Source text:
+++

In a very practical sense, we are in business, and clients should reasonably expect that the professionals know how to protect the privilege and work product before the courts determine it is too late after the damage has been done.2 That being said, e-mail is the common denominator connecting bankruptcy professionals and clients, and once e-mail and related attachments are sent out, you just do not know where they may end up.

Prof. Arthur R. Miller of Harvard was quoted as saying: “Today, as computers document almost every aspect of our clients’ professional and personal lives, electronic discovery becomes essential in every type of legal case.”3 Miller, a pioneer of early cyber law, made that observation several years ago,4 and indeed the reality of that statement shall be felt on Dec. 1, 2006, when the new proposed changes to the Federal Rules of Civil Procedure (FRCP) on electronic discovery become law.

Discarding Yesterday’s Concepts

Much has taken place since the first encrypted message was sent over the telegraph by Secretary of State William Seward in 1866 as he “clothe[d] its communications with that privacy without which, oftentimes, they would become valueless.” Just like the era of the first encrypted message, the concept that when a global email disclaimer5 or footer is attached to e-mail that the problem is going to go away indicates a change is perhaps necessary.

+++

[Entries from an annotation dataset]
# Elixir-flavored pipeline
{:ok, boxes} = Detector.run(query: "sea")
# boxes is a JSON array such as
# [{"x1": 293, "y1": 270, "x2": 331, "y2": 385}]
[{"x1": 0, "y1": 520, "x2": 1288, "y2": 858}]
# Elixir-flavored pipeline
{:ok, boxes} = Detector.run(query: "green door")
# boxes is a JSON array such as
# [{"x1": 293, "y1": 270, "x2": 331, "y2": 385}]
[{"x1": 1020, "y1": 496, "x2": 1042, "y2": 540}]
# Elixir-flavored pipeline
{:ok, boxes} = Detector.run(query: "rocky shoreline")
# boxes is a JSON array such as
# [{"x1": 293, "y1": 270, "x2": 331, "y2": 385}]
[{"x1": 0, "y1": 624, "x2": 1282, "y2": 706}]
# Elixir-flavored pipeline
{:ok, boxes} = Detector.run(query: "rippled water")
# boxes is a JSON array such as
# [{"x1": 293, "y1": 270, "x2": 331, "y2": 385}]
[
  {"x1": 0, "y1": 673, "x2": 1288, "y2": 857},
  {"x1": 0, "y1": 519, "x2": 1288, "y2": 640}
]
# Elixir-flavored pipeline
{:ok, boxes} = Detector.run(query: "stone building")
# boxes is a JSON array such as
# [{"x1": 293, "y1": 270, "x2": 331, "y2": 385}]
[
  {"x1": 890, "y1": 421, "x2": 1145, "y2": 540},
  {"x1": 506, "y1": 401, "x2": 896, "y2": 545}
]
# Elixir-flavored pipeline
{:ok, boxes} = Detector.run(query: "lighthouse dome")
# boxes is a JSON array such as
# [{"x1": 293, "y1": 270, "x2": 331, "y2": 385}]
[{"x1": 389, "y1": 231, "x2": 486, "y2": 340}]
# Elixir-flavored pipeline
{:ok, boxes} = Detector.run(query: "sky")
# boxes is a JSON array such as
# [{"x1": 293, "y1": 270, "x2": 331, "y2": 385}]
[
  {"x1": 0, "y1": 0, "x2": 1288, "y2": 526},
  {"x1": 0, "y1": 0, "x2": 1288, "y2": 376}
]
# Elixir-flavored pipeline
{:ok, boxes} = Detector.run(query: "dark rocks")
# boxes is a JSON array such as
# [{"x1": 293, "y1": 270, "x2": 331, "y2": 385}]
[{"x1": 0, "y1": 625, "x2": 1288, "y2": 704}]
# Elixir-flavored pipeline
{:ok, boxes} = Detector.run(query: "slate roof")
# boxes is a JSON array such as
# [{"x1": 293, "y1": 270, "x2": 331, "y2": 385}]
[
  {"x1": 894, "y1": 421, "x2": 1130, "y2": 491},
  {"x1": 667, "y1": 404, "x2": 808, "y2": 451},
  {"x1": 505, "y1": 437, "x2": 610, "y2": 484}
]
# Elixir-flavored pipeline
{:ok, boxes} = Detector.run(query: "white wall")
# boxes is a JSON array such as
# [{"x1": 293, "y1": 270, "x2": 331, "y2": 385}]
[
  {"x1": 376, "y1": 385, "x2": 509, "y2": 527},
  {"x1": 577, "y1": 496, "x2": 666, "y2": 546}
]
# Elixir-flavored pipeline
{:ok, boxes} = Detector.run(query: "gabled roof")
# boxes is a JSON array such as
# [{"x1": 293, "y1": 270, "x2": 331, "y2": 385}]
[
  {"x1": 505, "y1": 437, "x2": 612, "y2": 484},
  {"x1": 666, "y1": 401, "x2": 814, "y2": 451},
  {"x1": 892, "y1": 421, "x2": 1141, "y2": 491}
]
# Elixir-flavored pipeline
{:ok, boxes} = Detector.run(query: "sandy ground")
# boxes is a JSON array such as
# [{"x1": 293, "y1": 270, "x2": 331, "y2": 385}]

+++

Tasks and exercises:
(1) Copy word for word the portion of the passage on e-mail and electronic discovery that opens with the words containing "Prof. Arthur R." and closes with "discovery become law.".
(2) According to the passage on e-mail and electronic discovery, why does Arthur R. Miller consider electronic discovery essential in every type of legal case? Answer in one to three sentences.
The lines shown here are separate material and are not part of the passage on e-mail and electronic discovery.

Expected results:
(1)
Prof. Arthur R. Miller of Harvard was quoted as saying: “Today, as computers document almost every aspect of our clients’ professional and personal lives, electronic discovery becomes essential in every type of legal case.”3 Miller, a pioneer of early cyber law, made that observation several years ago,4 and indeed the reality of that statement shall be felt on Dec. 1, 2006, when the new proposed changes to the Federal Rules of Civil Procedure (FRCP) on electronic discovery become law.

(2) Miller says electronic discovery becomes essential because computers now document almost every aspect of clients' professional and personal lives.